TEXTO DEL EJERCICIO:
>>>

Desde muy joven se fue a vivir a Méjico y sólo eventualmente ha regresado a Colombia. El poeta meji­cano Carlos Pellicer, por quien usted se estableció en el país azteca huyendo de una época bárbara para usted en Colombia, representa, sin duda, una especie de sombra protectora. ¿Qué sentimientos guarda hoy en día por su patria colombiana?

«Vine a Méjico el 14 de febrero de 1931, invitado por Carlos Pellicer y antes por José Vasconcelos. A los dos los amé hasta el delirio. Pero Colombia es mi norte físico, hacia ella apunta la aguja magnética de mi vida sin órbitas, y una bandera de la patria está siempre en mi modestísima habitación».

Descubro signos conflictivos en sus comienzos co­mo desorientado (y pavorido, mejor) habitante del pá­ramo. Quisiera, y perdóneme que insista en buscar algu­nas claves en su oscura niñez, que me definiera en pocas palabras el sentido de estos personajes en su vida: su padre, su madre, su nodriza, su madrastra, sus hermanos, el páramo, la mujer, el hampa, el juego.

<<<

DATOS PROPORCIONADOS:

>>>

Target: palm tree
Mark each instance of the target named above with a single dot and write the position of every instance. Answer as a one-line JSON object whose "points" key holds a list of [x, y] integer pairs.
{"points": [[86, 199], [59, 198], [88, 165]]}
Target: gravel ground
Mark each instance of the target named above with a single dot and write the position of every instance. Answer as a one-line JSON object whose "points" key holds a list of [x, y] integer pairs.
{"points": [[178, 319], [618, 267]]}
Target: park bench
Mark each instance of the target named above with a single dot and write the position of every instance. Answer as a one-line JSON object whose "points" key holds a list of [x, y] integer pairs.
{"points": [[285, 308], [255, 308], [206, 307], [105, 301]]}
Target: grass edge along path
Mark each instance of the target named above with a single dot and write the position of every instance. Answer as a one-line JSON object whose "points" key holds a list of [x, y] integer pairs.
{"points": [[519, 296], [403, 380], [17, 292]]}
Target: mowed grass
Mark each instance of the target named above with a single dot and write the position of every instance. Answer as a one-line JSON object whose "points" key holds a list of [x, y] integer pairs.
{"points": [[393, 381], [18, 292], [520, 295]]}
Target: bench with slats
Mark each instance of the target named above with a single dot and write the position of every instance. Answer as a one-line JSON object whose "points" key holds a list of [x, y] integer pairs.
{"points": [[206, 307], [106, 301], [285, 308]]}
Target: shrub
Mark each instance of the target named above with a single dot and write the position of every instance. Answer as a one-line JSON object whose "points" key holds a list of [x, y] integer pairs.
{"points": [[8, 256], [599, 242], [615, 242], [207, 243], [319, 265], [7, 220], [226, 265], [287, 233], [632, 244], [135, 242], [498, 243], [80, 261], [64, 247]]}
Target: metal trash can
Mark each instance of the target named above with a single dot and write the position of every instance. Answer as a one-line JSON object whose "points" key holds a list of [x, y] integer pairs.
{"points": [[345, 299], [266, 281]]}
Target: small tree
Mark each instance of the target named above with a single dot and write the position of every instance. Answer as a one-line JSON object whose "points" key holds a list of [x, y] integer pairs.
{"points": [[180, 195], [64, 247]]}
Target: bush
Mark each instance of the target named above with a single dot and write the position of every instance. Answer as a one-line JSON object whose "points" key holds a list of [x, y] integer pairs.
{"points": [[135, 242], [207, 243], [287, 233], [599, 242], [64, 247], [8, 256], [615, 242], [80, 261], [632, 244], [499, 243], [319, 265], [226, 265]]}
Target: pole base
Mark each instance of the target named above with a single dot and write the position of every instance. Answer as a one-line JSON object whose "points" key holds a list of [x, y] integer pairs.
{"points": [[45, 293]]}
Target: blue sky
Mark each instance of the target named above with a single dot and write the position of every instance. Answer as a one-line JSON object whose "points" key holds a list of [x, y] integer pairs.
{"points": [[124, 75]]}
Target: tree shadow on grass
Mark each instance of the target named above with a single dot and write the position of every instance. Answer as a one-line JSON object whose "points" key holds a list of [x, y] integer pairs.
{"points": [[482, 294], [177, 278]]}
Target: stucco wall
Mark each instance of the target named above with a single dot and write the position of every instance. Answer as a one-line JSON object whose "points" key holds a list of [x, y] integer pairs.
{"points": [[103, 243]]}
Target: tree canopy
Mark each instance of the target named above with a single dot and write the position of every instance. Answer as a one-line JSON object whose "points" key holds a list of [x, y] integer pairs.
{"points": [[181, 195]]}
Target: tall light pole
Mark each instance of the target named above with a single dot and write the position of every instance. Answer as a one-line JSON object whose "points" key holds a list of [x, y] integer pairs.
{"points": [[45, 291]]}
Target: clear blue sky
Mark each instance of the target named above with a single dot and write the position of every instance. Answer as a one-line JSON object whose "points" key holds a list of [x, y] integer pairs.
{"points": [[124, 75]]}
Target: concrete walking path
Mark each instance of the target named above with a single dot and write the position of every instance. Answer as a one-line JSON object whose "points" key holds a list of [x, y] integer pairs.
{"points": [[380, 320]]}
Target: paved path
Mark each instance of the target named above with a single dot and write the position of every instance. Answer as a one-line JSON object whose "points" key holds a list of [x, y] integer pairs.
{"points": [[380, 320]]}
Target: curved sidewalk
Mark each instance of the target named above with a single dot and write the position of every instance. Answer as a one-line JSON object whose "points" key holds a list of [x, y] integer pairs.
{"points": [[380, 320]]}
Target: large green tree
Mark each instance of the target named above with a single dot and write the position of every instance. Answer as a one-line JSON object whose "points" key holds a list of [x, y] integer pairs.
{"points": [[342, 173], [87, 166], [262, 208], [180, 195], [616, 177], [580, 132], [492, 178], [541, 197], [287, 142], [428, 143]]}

<<<

INSTRUCCIONES DE TRABAJO:
1 - Edita el tramo de la entrevista que va desde «Desde muy joven» hasta «su patria colombiana?», cambiando «sombra protectora» por «figura tutelar».
2 - Retoma la entrevista, por favor, y escribe cómo sigue después de la última frase.

RESPUESTAS DADAS:
1 -
Desde muy joven se fue a vivir a Méjico y sólo eventualmente ha regresado a Colombia. El poeta meji­cano Carlos Pellicer, por quien usted se estableció en el país azteca huyendo de una época bárbara para usted en Colombia, representa, sin duda, una especie de figura tutelar. ¿Qué sentimientos guarda hoy en día por su patria colombiana?

2 -
«Mi padre, un ser constructor formidable. Positivo siempre. Mi madre, no la conocí. Mi nodriza, una bruja de la noche de Walpurgis**. Mi madrastra, la esposa de Satán. Mis hermanos, ignorantes de mí. El páramo, la razón de ser de mi subconciencia. El huracán del pára­mo no ha cesado un instante de soplar sobre mí. La mujer, un estado de ser de mi naturaleza, un conflicto, un sexo abierto atormentándome. El hampa y el juego, mis hospitales nocturnos».

Tal vez para el común de la gente sea usted un ser descreído. Yo, por el contrario, creo que tiene fe. Pero admito que es víctima de grandes conflictos. Así se confiesa usted mismo en Etiología y síndrome de una angustia. Germán Pardo García puede ser, en mi con­cepto, escéptico pero no descreído. De lo contrario, las célebres palabras anotadas al comienzo de sus libros y en sus cartas a los amigos —Paz y esperanza— (o Irene kai elpis, como le gusta paladearlas en griego), no tendrían sentido.

«No tengo fe, y me hace falta creer en Dios, en algo más allá. Sin ideas teológicas desde mi juventud, he flo­tado como una bandera derrotada. Si yo tuviera Dios, no hubiera llegado a las negras orillas de la tánatos***  griega desprovisto de todo auxilio humano. Si supiera, si pudiera rezar, rezaría. ¿Pero a quién, si no creo sino en la materia? Por ella he vivido y trabajado como verá usted en Las voces del abismo. Toda intención, toda la buena voluntad que pongo en creer, fracasan”.

La sombra, elemento sublime

Usted aparece en las fotos entre sombras. Le gusta que el claroscuro sea su telón de fondo. Esto le ha dibu­jado un enigma a su personalidad. Y supongo que us­ted, que es un maestro en artes gráficas, ha creado, para transmitirse mejor, estos ribetes de misterio. Hablemos de sombras, maestro.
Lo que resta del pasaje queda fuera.